• Texte du document

****************************************

L'amortissement d'une oeuvre d'art
Présentation des faits 1
Un avocat fit l'acquisition d'une œuvre d'art réalisée par un peintre allemand contemporain. Dans sa comptabilité, il indiqua l'amortissement linéaire de cette œuvre d'art sur une période de cinq ans à raison d'un taux de 20 %. Dans ses déclarations à l'impôt sur les revenus, l'avocat fit passer cet amortissement en frais professionnels déductibles de la base imposable.
Cependant, l'administration fiscale contesta cette déduction et procéda à des cotisations en ne prenant pas compte cet amortissement. Le contribuable introduisit une action en justice afin d'obtenir le dégrèvement ou l'annulation de ces cotisations.
Jugement du tribunal de première instance de Liège
Devant le tribunal, l'administration fiscale mettait en doute non seulement le caractère professionnel de la dépense que constitue l'achat d'une œuvre d'art mais également la dépréciation de cet actif. Dans sa décision, la juridiction saisie du litige constate que le nœud du litige est moins de savoir si l'acquisition de l'œuvre constitue une dépense déductible que de déterminer s'il convient d'accepter le principe d'une dotation aux amortissements pour le bien concerné.
Après avoir rappelé qu'un amortissement servait à constater la dépréciation d'un bien dont la durée d'utilisation est limitée dans le temps, le tribunal considère qu'une œuvre d'art, même contemporaine, ne fait pas partie de cette catégorie de biens. La dépréciation de l'œuvre n'étant pas rapportée par l'avocat, le tribunal déclare non fondées ses demandes tendant à pratiquer un amortissement déductible fiscalement.

****************************************

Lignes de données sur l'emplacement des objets

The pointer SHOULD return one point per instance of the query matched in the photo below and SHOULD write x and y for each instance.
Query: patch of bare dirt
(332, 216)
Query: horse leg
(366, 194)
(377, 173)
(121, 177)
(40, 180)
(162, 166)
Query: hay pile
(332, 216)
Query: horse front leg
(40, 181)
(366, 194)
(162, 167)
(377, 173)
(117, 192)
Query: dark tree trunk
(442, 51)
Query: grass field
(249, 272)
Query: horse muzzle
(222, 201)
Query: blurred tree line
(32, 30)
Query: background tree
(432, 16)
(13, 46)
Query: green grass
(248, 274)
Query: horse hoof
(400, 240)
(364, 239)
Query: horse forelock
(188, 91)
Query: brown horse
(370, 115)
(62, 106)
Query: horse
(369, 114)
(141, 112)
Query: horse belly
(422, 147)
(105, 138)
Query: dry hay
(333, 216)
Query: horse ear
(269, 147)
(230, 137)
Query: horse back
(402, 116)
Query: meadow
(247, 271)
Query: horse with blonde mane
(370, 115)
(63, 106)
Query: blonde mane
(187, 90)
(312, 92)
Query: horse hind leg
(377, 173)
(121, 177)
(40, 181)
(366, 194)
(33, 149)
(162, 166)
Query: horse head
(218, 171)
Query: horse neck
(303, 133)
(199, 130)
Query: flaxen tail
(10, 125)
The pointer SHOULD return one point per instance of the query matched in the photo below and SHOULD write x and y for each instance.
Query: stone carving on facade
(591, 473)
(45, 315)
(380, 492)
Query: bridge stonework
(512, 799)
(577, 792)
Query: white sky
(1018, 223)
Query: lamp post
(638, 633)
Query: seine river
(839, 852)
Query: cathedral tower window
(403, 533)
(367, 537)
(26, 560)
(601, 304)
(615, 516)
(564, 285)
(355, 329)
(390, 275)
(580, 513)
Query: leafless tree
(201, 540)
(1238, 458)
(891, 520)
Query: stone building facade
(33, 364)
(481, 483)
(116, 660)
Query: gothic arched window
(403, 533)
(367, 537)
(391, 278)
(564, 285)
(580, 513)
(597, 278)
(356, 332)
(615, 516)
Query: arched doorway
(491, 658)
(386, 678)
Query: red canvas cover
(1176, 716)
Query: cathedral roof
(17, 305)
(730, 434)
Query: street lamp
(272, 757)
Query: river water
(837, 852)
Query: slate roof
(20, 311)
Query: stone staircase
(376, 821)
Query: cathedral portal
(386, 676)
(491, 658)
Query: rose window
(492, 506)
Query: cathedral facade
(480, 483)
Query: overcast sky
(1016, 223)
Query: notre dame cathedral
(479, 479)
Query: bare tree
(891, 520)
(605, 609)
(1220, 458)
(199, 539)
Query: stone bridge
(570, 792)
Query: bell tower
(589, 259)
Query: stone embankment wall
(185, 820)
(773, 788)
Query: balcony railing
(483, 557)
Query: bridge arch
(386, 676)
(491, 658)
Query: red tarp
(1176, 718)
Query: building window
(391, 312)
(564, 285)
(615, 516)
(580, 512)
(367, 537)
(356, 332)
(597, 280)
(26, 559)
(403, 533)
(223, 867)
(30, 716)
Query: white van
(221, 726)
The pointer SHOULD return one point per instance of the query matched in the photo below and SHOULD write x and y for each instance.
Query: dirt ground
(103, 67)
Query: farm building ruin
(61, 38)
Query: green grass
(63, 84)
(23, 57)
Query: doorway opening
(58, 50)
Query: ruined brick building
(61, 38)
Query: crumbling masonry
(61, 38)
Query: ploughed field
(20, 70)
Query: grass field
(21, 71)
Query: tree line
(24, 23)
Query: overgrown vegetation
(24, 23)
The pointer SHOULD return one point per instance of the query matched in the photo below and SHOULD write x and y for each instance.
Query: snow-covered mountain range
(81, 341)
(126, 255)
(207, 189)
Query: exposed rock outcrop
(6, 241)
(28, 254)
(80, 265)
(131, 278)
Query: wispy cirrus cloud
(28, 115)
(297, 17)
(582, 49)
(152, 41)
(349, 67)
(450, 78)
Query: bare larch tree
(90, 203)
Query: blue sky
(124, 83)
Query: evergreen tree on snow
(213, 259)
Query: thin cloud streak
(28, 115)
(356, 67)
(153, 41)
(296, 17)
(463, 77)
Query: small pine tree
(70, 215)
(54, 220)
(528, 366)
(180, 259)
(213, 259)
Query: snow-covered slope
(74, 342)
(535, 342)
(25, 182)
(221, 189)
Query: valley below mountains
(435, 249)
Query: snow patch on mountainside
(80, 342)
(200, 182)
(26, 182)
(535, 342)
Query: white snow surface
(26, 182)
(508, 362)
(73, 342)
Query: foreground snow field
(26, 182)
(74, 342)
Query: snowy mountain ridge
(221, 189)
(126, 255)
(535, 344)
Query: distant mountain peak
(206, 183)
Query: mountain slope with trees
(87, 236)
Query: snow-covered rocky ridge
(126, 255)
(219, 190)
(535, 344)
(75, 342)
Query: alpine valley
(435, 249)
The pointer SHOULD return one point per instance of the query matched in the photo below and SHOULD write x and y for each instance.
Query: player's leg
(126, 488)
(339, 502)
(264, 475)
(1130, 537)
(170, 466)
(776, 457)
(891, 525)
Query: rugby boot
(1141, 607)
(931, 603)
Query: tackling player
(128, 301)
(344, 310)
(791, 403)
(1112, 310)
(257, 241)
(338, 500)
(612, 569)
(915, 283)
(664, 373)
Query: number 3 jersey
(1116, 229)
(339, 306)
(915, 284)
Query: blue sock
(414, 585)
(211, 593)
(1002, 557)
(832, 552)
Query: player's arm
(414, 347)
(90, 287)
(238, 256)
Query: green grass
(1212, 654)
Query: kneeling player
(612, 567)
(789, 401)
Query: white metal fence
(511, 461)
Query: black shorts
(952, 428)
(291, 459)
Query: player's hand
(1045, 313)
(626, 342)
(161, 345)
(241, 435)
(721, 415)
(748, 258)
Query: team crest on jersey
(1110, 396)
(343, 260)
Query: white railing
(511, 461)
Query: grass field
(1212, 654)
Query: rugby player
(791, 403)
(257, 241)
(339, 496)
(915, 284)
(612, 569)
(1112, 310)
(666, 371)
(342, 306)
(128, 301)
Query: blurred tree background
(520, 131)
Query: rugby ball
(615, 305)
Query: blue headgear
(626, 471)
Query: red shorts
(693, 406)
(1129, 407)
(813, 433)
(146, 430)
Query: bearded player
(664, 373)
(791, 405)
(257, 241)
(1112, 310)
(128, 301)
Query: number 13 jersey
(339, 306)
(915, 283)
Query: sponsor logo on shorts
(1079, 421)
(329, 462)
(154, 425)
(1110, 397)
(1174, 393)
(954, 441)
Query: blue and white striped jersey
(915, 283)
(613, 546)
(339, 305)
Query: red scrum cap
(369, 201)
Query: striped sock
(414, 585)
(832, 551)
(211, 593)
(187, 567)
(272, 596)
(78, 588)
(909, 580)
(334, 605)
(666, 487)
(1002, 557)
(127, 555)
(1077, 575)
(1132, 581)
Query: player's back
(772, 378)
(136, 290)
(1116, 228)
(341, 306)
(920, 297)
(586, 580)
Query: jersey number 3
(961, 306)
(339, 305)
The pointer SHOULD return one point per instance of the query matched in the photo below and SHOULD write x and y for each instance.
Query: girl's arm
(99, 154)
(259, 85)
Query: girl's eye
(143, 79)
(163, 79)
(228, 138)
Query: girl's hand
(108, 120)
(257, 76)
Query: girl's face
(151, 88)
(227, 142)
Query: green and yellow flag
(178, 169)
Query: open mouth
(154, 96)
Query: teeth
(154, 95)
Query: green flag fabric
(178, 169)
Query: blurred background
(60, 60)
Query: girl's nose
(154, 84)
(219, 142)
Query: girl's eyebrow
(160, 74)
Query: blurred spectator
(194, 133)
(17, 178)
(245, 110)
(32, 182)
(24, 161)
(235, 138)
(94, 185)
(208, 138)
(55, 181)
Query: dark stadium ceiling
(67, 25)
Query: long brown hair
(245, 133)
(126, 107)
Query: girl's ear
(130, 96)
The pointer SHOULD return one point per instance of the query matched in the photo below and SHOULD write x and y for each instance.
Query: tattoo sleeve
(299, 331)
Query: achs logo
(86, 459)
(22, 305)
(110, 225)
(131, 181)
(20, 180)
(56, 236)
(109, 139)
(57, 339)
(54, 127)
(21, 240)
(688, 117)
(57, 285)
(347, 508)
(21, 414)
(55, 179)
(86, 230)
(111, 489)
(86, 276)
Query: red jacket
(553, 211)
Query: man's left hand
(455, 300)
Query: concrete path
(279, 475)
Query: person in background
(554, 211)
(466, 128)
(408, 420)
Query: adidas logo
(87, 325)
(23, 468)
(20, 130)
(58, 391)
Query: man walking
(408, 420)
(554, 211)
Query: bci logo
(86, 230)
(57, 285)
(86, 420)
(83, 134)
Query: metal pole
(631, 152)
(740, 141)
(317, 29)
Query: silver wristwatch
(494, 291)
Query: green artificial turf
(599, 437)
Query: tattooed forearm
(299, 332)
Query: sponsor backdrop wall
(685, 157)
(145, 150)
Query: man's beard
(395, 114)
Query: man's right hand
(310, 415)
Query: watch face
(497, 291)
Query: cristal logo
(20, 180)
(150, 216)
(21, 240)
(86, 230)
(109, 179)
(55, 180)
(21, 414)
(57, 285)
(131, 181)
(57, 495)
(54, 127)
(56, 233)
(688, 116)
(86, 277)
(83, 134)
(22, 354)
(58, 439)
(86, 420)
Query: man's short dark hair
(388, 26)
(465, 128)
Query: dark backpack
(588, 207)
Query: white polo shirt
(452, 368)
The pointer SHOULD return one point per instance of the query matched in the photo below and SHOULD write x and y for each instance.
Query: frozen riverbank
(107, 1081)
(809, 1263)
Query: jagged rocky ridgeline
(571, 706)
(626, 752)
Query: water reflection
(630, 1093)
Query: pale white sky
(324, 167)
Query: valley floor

****************************************

• Défi
D'après le texte sur l'amortissement d'une œuvre d'art, sur quelle période et à quel taux l'avocat amortissait-il l'œuvre dans sa comptabilité ?

• En réponse
Sur une période de cinq ans, à un taux de 20 %.